--- start DOCUMENT SECTION ---

[Smt-talk] Classical Form and Recursion
Brian Kane
brian.kane at yale.edu
Mon Mar 30 07:55:05 PDT 2009
Hi Everyone,
Four points come to mind, all related to issues of phenomenology:
1. Ildar Khannanov wrote in his last email:
> One can listen to music with eyes closed, in complete darkness. This
> will shut down the visual metaphorization process, together with
> spatial determination. It will be dark there like in the
> Mutterleib. It will be the real Lebenswelt of harmony, using the
> terms of Edmund Husserl. Tension, tone. Audible space has been
> nicely described by Husserl in his Ideen. Maurice Merleau-Ponty went
> a step further in Le visible et l'invisible. Music can present the
> world without the Other.
Typically, the "acousmatic" realm opened up by listening in darkened
settings or with eyes closed has been used to differentiate precisely
the two kinds of spaces (real physical space and, for lack of better
phrase, tonal space) that Ildar mentioned. The idea has a long
pedigree in Wagner, Zuckerkandl, Hans Jonas, Schaeffer, Lippman, and
most recently in Roger Scruton's work (I'll cite some evidence in a
moment). Thus, I don't think Ildar's claim can be supported. The
acousmatic setting may shut down (or lead us to believe that we are
shutting down) the "spatial determination," which I take to mean the
real spatial location of the sounds; but it is too strong to say that
it shuts down the "visual metaphorization process."
Here's an example from Scruton, for those who care (I've got other
examples in case you feel a strong antipathy for Scruton). You'll see
the distinction being drawn between the experienced (or phenomenal)
order of tones qua intentional objects vs. the perception of real
spatial situatedness, which gets slowly devalued as musically
irrelevant.
The person who listens to sounds, and hears them as music, is not
seeking in them for information about their cause, of for clues as to
what is happening. On the contrary, he is hearing the sounds apart
from the material world. They are detached in his perception, and
understood in terms of their experienced order: this is…the acousmatic
character of musical experience…What we understand, in understanding
music, is not the material world, but the intentional object: the
organization that can be heard in the experience (Scruton, The
Aesthetics of Music, 221)
A real locus classicus of this kind of thinking is in Wagner's
Beethoven essay, where the unsightly mechanism of the performer is
detached from the musical experience in the concert hall, and a "sound
world" (disclosed by the ear alone) is placed next to the "light
world"--which we assume to contain the sphere of physical-material
causality, or real spatiality a la Schopenhauer.
2. It's odd to invoke Husserl in this context as well. It is
especially odd to invoke the Lebenswelt next to the claim that "Music
can present the world without the Other." Husserl's concept of the
Lebenswelt, which is developed in the period around the Krisis, is a
constituted as an intersubjective structure. (A good example of how
this works is to take a look at the notion of "tradition" in Husserl's
essay on The Origin of Geometry.) The path that Husserl takes in the
later work always moves via intersubjectivity towards reduction, as
opposed to the Cartesian approach of the Ideas I, which was often
accused of being solipsistic. Iso Kern has a nice essay on this...

--- end DOCUMENT SECTION ---
--- start EXTRACTED MATERIAL ---

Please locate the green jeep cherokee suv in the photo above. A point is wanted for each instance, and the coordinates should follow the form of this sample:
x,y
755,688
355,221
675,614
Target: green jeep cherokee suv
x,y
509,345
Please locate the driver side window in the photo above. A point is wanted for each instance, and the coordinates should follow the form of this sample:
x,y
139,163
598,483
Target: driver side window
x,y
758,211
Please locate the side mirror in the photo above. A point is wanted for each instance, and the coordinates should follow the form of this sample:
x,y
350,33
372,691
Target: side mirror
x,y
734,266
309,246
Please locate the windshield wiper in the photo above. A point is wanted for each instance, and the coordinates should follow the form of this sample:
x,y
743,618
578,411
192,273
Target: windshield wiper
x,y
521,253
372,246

--- end EXTRACTED MATERIAL ---
--- start EXTRACTED MATERIAL ---

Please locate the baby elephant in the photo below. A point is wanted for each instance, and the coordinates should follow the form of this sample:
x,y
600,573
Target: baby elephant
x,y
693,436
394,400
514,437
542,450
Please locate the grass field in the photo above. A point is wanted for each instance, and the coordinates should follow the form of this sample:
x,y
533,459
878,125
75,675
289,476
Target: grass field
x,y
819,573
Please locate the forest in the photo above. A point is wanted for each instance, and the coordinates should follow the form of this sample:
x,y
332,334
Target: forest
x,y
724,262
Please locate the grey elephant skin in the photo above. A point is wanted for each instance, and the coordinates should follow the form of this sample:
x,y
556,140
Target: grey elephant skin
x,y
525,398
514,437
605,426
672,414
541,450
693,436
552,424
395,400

--- end EXTRACTED MATERIAL ---

* CHALLENGES *
1. Answer these about the mailing-list post on classical form and recursion, one line each:
(a) Which Scruton book and page does the post cite for its example?
(b) According to the post, which essay is a real locus classicus of this kind of thinking?
(c) Which approach of Husserl's does the post say was often accused of being solipsistic?
2. Resume the mailing-list post on classical form and recursion from the point where it stops.

* FINAL ANSWERS *
1.
(a) The Aesthetics of Music, page 221.
(b) Wagner's Beethoven essay.
(c) The Cartesian approach of the Ideas I.

2.
Now, just so you don't think I don't have a sense of humor, I assume
that Ildar is being ironic when he calls the intra-uterine experience
as the "real Lebenswelt," and thus getting Husserl where it counts--
namely, on the inadequate way in which he assumes the question of
intersubjectivity. But this irony gets undermined when Ildar invokes
Merleau-Ponty, whose entire philosophy is predicated on the notion
that our perceptual world is fundamentally an intersubjective world.
This is an aspect of what being-in-the-world means for Merleau-Ponty.
There's lots of evidence for this and I'm happy to provide it if
requested.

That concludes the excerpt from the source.